Based on complexity analysis:

- **is_complex = false** → Use **Path A (Pandas Standard Mode)**
- **is_complex = true** → Use **Path B (HTML Semantic Mode)**

### Step 3: Execute Processing

Follow the selected path's workflow to extract data.

## Complexity Scoring Rules

### Rule 1: Deep Merged Cells
- **Condition**: Merged cells appearing beyond row 5
- **Interpretation**: Complex table structure (not just header formatting)
- **Decision**: Mark as complex if >2 deep merges detected
- **Example**: Financial reports with merged category labels in data region

### Rule 2: Empty Row Interruptions
- **Condition**: Multiple empty rows within the table
- **Interpretation**: Multiple sub-tables in single sheet
- **Decision**: Mark as complex if >2 empty row interruptions found
- **Example**: Summary table + detail table in one sheet

### Rule 3: Row Count Override
- **Condition**: Total rows >1000
- **Interpretation**: Too large for HTML processing (token explosion)

#### GIVEN RECORDS:
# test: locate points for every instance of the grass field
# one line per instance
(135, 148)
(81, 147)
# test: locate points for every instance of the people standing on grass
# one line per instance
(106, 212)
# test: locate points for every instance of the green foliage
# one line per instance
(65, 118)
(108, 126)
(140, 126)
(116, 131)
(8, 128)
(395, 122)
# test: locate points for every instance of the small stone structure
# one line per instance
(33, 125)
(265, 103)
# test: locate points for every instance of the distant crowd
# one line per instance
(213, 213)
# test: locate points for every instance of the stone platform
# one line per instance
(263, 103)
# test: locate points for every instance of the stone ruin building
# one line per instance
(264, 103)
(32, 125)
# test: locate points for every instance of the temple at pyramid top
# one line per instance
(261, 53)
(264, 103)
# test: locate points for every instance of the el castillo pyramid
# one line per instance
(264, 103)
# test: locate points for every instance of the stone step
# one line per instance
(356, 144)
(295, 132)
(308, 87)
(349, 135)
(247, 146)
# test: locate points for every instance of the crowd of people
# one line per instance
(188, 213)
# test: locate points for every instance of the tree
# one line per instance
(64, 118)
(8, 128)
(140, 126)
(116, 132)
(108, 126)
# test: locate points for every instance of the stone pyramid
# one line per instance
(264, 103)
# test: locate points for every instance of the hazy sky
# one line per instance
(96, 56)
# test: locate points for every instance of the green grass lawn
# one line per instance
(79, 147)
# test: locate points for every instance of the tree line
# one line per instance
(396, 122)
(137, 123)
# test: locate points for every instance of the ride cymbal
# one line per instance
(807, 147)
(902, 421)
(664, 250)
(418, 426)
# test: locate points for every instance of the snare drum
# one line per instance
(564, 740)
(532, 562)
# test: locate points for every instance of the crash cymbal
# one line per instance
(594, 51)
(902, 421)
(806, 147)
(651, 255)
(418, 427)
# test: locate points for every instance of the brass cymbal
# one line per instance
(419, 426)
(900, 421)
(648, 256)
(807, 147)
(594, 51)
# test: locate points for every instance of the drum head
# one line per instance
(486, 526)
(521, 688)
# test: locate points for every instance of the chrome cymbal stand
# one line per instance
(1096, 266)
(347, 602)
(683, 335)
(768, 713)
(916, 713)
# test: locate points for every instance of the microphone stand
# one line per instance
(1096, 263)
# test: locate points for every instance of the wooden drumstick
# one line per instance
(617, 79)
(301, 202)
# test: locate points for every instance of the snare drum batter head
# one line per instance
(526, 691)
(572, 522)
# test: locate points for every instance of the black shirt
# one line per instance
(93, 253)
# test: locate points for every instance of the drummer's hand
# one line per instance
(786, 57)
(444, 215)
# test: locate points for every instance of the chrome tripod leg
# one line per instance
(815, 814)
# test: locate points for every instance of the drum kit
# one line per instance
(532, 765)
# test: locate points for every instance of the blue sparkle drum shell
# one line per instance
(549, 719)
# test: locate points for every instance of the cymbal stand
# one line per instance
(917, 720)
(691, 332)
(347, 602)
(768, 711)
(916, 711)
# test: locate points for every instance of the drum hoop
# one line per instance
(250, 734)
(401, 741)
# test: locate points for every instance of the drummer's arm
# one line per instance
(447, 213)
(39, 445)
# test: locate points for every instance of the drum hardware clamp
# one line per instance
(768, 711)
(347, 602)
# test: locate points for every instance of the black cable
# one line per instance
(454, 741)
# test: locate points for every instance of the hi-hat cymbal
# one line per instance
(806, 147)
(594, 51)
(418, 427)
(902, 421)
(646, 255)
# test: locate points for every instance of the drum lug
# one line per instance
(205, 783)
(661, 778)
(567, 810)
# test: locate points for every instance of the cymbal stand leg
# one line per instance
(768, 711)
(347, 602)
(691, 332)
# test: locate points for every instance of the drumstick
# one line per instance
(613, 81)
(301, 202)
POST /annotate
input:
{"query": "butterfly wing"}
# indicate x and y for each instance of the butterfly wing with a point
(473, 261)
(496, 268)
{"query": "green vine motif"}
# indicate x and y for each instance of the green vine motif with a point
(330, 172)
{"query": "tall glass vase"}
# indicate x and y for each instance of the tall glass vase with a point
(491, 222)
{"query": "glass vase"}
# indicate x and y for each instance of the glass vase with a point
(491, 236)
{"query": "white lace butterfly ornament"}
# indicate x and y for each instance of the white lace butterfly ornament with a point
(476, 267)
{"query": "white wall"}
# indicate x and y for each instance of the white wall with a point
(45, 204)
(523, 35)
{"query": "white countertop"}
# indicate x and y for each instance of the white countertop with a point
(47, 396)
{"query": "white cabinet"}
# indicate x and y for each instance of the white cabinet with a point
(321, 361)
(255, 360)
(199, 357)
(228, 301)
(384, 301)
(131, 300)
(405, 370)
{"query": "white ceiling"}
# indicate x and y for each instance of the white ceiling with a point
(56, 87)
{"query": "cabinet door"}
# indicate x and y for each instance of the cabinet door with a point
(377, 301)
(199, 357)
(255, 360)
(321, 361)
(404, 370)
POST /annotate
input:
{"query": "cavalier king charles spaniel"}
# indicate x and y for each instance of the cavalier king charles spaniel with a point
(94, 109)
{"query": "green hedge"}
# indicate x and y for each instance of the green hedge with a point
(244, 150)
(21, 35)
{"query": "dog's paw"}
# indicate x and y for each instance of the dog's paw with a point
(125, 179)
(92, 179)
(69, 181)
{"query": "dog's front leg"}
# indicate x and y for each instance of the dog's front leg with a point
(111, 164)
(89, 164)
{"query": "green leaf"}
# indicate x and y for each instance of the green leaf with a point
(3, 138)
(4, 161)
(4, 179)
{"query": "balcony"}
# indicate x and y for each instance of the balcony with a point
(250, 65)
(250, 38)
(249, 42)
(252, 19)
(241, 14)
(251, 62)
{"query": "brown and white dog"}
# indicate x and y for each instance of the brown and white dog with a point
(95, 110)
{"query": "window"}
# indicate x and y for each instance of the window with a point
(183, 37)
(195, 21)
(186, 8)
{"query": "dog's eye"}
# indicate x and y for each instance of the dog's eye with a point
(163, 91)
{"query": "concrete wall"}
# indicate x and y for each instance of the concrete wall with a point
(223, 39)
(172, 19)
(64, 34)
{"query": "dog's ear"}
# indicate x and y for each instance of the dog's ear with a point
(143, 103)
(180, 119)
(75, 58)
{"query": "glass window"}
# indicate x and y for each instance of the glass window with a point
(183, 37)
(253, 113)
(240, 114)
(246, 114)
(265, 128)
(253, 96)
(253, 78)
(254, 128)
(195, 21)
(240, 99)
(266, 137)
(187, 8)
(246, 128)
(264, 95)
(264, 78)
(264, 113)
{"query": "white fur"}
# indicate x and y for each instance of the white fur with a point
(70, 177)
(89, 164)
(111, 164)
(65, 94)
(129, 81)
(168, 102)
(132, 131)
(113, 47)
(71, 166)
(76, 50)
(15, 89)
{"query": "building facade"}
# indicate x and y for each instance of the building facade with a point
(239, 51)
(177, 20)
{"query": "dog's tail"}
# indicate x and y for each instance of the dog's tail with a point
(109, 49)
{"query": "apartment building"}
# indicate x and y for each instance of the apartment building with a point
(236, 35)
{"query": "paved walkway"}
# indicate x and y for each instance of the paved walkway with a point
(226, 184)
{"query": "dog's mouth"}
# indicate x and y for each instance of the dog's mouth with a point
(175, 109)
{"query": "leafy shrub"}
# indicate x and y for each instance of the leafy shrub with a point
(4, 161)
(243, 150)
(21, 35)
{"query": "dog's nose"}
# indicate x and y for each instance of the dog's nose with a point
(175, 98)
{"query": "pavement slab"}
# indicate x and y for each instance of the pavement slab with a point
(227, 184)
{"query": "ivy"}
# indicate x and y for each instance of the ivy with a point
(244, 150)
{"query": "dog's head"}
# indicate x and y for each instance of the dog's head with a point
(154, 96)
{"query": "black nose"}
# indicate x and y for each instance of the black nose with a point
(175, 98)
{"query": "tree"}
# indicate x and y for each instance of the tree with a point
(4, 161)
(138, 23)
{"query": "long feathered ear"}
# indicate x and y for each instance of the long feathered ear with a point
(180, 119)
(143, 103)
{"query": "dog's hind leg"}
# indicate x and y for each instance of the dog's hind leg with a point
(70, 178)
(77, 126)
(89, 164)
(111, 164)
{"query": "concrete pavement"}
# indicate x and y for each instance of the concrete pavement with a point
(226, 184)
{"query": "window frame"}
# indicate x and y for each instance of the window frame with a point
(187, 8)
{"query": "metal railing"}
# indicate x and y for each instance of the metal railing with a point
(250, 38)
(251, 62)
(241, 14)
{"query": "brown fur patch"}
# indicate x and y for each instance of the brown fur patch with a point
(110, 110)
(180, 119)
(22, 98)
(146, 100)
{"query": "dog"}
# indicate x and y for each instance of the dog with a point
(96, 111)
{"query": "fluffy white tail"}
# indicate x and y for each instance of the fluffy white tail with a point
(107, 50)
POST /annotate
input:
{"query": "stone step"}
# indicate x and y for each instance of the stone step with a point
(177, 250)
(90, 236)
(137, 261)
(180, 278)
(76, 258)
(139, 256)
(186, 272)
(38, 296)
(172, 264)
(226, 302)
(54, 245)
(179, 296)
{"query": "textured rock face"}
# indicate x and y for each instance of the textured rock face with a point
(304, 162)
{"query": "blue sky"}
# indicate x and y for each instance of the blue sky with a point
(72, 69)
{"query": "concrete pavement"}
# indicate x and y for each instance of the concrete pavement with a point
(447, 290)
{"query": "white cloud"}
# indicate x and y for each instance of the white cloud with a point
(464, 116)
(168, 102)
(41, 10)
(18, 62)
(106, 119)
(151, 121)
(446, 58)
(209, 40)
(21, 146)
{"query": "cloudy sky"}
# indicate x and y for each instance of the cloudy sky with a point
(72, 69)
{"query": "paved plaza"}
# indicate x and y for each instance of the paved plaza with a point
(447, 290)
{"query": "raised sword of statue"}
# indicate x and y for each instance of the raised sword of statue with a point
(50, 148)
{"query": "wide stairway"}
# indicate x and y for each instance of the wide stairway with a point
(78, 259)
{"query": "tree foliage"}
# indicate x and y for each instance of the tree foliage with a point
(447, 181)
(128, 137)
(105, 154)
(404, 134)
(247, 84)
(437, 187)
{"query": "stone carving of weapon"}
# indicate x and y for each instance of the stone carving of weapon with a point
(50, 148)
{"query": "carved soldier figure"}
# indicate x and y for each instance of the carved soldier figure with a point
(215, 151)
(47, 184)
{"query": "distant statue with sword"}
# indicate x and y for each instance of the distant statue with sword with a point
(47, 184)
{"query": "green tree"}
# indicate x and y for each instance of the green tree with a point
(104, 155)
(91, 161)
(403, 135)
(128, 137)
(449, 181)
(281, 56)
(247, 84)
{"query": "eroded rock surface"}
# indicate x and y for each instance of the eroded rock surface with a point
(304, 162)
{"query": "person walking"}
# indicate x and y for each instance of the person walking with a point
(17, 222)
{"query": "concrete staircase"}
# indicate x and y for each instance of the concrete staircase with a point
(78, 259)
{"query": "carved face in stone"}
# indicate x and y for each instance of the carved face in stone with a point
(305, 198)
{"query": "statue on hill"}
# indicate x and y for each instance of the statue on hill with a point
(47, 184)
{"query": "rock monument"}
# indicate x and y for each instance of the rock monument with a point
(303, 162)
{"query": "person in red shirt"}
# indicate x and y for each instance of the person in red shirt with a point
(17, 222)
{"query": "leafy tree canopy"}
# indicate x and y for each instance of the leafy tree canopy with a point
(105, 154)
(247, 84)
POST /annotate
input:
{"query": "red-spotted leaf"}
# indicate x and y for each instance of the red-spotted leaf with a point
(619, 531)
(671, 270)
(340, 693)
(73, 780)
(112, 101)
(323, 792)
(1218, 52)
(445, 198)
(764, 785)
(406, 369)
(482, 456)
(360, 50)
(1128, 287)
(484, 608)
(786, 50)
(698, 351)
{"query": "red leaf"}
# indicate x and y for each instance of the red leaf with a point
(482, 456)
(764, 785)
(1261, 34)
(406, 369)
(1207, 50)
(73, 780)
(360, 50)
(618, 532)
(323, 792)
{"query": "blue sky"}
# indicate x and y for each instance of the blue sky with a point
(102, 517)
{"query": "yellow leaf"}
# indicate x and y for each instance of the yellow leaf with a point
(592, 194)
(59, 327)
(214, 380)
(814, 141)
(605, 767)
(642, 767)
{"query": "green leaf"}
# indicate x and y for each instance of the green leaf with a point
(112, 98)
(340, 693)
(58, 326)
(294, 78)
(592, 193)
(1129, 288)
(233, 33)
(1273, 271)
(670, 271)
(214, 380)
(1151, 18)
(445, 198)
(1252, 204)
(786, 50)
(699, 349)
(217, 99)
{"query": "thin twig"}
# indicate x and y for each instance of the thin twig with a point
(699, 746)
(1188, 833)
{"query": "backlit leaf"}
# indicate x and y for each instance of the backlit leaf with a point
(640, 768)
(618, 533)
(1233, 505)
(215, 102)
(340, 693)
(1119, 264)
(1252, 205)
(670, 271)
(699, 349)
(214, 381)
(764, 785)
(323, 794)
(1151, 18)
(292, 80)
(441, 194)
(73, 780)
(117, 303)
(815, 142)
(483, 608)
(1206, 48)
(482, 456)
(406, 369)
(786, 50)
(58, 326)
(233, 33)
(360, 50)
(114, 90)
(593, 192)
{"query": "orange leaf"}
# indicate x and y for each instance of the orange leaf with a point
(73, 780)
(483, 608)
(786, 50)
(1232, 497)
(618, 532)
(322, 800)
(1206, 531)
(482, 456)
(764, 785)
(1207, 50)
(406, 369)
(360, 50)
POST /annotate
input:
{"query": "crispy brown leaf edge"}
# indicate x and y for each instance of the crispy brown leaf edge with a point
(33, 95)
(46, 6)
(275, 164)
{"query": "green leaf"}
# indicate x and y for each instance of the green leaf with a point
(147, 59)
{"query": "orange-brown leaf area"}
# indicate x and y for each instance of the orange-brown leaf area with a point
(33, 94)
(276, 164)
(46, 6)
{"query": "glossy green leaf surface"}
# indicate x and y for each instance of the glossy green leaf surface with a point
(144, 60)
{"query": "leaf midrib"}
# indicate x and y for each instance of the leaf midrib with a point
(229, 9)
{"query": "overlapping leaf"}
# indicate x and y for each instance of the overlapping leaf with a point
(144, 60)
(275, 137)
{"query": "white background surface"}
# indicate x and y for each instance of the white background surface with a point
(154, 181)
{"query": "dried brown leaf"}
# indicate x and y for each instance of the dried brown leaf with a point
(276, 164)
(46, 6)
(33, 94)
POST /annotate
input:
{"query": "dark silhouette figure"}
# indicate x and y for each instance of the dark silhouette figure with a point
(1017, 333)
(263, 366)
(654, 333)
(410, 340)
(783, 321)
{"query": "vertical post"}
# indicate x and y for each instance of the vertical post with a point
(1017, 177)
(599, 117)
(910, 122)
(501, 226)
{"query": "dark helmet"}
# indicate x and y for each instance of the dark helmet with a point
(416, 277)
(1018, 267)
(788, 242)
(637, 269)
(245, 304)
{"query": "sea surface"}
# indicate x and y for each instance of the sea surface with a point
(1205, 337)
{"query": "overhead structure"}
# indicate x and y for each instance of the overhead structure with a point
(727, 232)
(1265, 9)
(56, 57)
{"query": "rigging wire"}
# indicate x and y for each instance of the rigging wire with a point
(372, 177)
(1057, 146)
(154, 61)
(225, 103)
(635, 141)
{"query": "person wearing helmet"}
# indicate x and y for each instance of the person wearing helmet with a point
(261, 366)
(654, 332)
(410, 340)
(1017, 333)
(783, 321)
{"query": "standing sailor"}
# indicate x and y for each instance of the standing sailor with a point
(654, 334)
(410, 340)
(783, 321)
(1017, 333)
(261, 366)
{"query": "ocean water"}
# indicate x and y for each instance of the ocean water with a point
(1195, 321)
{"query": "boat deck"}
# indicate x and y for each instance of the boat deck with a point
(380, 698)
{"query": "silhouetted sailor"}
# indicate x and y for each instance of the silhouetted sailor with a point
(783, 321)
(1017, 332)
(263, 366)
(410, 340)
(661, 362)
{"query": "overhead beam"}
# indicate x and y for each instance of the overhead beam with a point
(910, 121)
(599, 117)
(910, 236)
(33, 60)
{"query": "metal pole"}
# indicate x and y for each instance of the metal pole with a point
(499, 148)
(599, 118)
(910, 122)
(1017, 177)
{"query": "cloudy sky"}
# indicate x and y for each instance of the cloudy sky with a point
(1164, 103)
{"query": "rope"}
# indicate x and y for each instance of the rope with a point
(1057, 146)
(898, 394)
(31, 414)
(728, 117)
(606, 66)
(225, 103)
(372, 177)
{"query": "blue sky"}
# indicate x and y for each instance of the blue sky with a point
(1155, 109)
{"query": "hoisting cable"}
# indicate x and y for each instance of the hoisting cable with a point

#### WHAT YOU WILL DO:
(1) Based on the table-processing guide, state whether each statement agrees with it: (a) A sheet with only one deep merged cell is marked complex under Rule 1. (b) Rule 1 concerns merged cells that appear beyond row 5. (c) Rule 2 marks a sheet as complex after a single empty row interruption. Answer yes or no for each and quote the deciding words.
(2) According to the table-processing guide, why are tables with more than 1000 rows singled out under Rule 3?
(3) Continue the table-processing guide from the point where it stops.
The records come from a different source than the text.

#### SOLVED PROBLEMS:
(1)
(a) No: "Mark as complex if >2 deep merges detected"
(b) Yes: "Merged cells appearing beyond row 5"
(c) No: "Mark as complex if >2 empty row interruptions found"

(2) They are too large for HTML processing (token explosion).

(3)
- **Decision**: Force Pandas mode regardless of complexity
- **Rationale**: HTML conversion would exceed token limits

### Rule 4: Default (Standard Table)
- **Condition**: No deep merges, continuous data, moderate size
- **Interpretation**: Standard data table
- **Decision**: Use Pandas for optimal speed

## Path A: Pandas Standard Mode

**When**: Simple/large tables (most common case)

**Strategy**: Let LLM analyze ONLY the first 20 rows to determine header position, then use Pandas to read full data at native speed.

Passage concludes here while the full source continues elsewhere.